Items from a data source

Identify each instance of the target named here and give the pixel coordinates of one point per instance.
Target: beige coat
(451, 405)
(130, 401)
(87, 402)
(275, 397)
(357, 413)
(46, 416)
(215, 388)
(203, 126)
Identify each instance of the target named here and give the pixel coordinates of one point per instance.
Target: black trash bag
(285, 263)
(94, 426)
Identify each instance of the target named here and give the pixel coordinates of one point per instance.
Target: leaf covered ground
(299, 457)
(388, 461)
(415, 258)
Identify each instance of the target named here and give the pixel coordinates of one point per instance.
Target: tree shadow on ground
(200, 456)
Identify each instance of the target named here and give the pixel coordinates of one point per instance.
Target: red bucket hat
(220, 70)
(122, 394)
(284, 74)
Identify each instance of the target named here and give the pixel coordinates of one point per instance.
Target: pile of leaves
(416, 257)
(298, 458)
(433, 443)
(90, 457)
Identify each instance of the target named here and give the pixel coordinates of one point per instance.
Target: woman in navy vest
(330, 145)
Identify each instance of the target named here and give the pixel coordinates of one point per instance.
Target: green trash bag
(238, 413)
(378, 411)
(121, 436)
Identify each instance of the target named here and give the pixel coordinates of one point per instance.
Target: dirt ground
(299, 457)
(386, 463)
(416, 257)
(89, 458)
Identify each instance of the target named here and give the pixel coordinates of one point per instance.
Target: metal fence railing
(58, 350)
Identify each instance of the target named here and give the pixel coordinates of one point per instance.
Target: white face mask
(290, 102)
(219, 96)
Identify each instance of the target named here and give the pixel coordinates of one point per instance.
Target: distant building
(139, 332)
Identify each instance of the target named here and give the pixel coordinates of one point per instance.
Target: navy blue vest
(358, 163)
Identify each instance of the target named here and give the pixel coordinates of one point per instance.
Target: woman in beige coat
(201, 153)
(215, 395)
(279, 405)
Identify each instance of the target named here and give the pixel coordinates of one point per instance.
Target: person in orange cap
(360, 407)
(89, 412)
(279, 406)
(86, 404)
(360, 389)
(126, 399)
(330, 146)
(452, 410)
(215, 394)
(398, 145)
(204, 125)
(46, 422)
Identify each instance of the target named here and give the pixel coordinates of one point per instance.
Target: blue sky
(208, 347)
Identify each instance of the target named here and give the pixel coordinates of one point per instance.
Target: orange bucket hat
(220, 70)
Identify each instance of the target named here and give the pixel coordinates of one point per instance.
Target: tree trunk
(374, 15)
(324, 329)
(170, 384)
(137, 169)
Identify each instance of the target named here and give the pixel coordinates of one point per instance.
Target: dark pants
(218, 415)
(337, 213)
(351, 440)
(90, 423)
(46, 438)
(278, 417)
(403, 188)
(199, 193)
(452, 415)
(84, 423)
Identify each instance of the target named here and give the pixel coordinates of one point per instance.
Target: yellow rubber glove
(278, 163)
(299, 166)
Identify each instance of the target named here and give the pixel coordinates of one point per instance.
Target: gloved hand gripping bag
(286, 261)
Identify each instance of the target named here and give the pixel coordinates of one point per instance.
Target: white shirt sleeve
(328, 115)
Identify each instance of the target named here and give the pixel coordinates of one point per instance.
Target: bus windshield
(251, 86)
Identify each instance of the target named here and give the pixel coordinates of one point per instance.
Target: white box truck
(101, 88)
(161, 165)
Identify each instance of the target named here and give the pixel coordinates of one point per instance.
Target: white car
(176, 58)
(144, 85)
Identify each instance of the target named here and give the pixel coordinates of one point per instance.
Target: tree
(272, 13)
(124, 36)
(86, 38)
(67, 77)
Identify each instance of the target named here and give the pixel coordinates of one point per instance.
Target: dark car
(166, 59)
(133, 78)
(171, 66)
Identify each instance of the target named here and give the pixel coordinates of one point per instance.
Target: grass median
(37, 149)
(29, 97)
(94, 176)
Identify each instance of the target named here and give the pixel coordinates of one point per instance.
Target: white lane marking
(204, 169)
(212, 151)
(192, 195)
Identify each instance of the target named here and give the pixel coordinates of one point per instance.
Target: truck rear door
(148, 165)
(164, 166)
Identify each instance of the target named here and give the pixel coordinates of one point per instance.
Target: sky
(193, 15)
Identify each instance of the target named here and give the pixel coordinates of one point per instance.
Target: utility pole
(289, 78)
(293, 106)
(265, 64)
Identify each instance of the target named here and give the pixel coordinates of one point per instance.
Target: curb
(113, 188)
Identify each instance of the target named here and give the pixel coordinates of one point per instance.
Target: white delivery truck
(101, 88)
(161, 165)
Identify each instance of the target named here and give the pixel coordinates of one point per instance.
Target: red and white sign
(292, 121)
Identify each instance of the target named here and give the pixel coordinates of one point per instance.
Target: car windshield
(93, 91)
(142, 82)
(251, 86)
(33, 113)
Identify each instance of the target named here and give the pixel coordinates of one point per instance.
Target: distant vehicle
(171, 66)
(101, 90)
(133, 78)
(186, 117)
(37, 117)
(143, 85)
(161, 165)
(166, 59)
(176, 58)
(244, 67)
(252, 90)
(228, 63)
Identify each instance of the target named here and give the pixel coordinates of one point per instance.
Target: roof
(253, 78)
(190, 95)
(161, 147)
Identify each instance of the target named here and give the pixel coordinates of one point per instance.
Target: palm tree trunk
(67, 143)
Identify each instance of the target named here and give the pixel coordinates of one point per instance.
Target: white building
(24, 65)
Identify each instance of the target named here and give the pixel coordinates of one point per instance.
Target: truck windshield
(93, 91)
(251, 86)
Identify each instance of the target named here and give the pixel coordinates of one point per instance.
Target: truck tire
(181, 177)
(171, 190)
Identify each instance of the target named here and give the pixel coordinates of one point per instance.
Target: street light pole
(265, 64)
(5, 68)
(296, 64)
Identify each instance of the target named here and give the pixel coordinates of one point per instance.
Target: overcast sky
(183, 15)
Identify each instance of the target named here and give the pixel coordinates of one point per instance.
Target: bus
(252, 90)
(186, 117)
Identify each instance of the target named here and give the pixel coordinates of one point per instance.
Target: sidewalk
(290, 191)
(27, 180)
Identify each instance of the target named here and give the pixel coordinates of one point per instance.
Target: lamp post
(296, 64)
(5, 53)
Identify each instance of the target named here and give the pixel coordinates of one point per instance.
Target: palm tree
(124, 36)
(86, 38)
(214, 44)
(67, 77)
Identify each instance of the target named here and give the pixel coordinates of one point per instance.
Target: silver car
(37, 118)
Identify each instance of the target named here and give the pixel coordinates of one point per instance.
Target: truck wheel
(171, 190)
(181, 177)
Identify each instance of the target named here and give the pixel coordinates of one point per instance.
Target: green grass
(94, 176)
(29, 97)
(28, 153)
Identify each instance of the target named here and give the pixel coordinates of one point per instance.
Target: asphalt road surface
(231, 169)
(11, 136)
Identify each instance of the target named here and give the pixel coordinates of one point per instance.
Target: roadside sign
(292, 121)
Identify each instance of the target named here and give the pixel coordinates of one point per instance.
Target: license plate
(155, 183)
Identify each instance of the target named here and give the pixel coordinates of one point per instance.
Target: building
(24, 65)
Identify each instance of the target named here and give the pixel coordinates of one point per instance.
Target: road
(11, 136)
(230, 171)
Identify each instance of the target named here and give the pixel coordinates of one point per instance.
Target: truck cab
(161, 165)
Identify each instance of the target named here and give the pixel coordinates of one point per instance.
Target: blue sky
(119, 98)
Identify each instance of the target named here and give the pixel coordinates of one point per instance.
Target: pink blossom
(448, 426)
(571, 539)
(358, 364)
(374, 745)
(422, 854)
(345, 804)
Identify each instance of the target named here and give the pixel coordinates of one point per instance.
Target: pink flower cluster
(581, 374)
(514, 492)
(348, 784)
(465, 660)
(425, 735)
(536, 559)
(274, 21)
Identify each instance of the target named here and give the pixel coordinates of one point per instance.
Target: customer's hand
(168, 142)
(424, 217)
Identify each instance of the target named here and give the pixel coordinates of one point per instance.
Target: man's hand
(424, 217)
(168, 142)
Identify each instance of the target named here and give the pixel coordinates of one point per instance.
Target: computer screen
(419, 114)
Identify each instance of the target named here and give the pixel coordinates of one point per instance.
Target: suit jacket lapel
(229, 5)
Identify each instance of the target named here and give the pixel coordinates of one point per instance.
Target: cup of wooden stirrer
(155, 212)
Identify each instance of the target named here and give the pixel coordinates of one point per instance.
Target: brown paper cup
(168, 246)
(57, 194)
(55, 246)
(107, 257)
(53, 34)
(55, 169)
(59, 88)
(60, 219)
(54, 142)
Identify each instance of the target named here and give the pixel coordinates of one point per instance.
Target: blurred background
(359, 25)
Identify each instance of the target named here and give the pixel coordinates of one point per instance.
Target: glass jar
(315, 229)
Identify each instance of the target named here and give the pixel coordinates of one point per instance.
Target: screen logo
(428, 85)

* **WHAT IS BEING ASKED**
Each line from the one holding "Target: pink blossom" through the last line of the data is to be transcribed exactly, with nothing else added.

* **EXERCISE RESULT**
Target: pink blossom
(448, 426)
(571, 539)
(358, 364)
(374, 745)
(422, 854)
(345, 804)
Identify each instance of the target named here and give the pixel coordinates of one point per instance.
Target: pink flower cluster
(581, 374)
(514, 492)
(348, 784)
(465, 660)
(425, 735)
(536, 559)
(274, 21)
Identify each instance of the target named here and give the pixel coordinates of one point per instance.
Target: customer's hand
(168, 142)
(424, 217)
Identify each instance of the target named here and give the pixel coordinates of one point per instance.
Target: man's hand
(424, 217)
(168, 142)
Identify each instance of the target named here and give the pixel coordinates of one point per instance.
Target: computer screen
(419, 114)
Identify each instance of the target named here and give the pixel coordinates of one point per instance.
Target: suit jacket lapel
(229, 5)
Identify each instance of the target named here and give the pixel coordinates of one point per instance.
Target: cup of wooden stirrer
(155, 212)
Identify each instance of the target named here and give the pixel coordinates of one point per instance.
Target: brown paper cup
(168, 246)
(57, 194)
(55, 246)
(107, 257)
(53, 34)
(55, 169)
(59, 88)
(60, 219)
(54, 142)
Identify each instance of the target named here and give the pixel coordinates of one point per instance.
Target: blurred background
(359, 25)
Identify each instance of the target named here and give the pixel coordinates of one point per instance.
Target: glass jar
(315, 229)
Identify each instance of the target named here and give the pixel coordinates of one point per instance.
Target: screen logo
(428, 85)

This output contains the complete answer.